▶ **Brief**:
Using the text on purpose-driven organizations, answer the following:
(a) Which four terms make up the word WISE?
(b) In what publication do Robert Quinn and Anjan Thakor write?
(c) In the principal-agent problem, who are the principal and the agent?

▶ **Reading text**:
Skip to main content

Here’s How to Create a Purpose-Driven Organization

Autonomy,_Mastery,_Purpose_(11134670423)

This is not, yet another, post on the importance of an organization's purpose. Everyone seems to be writing about it. In fact, it’s the most discussed topic in transformational leadership since every organization should have a purpose of “being”. Talk to any employee and he can either recite his organizational purpose and values statements or remember its key words. In my school, some  of our teaching faculty know it by heart, most memorized its buzz words: Well-rounded, Interdependent, Social skills, Robust educational program. WISE they call it. We even have a mission week where our purpose statement is  displayed everywhere, football matches are played, and  prizes are won. Some banks even force their employees to memorize their vision and mission statements.  But in order for an organization to get employees to bring their brainpower and vigor to work, it needs to be purpose-driven not purpose-ostensible.

Robert Quinn and Anjan Thakor, both prominent researchers and academics in business schools, write in the latest Harvard Business Review that most executives and leaders work under the premise that employees are self-driven, because it is based on the common economic logic that everyone is a self-interested agent. Therefore, most executives design their organizational practices and culture accordingly, and that hasn’t paid off as they’d hoped. Consequently, they would double down on the approach, on the assumption that they need more or sterner rules and supervision to produce the desired impact. Or, the researchers propose based on their extensive empirical research, they can align the organization with an authentic higher purpose that intersects with one’s business interest and helps guide one’s decisions. If one succeeds in doing the latter, they say, people will try new things, move into deep learning, take risks, and make surprising contributions. They propose 8 ways on how to connect the organization with a higher-purpose.


1. Envision and Inspired Workforce:

According to economists, every employer faces the “principal-agent problem”. Here's how it goes. The principal (the employer) and the agent (the employee) form a work contract. The agent is effort-averse. For a certain amount of money, he or she will deliver a certain amount of labor, and no more. Since effort is personally costly, the agent underperforms in providing it unless the principal puts contractual incentives. Sounds familiar? The problem in this view, however, is that it has discarded the notion of a entirely engaged workforce. We have all encountered employees who take ownership of their labor. They use first person pronouns when they refer to fixing a problem or tackling an issue. The fact that these people exist is important. If you can find one positive example-a person, a team, a unit that exceeds that norms- you can inspire others. Look for excellence, study the purpose that drive the excellence, and then imaging it diffusing your entire workforce.

▶ **Exercise data**:
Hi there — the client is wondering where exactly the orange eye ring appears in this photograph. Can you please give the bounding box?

▶ **Answer section**:
(a) Well-rounded, Interdependent, Social skills, Robust educational program.
(b) The Harvard Business Review.
(c) The principal is the employer, and the agent is the employee.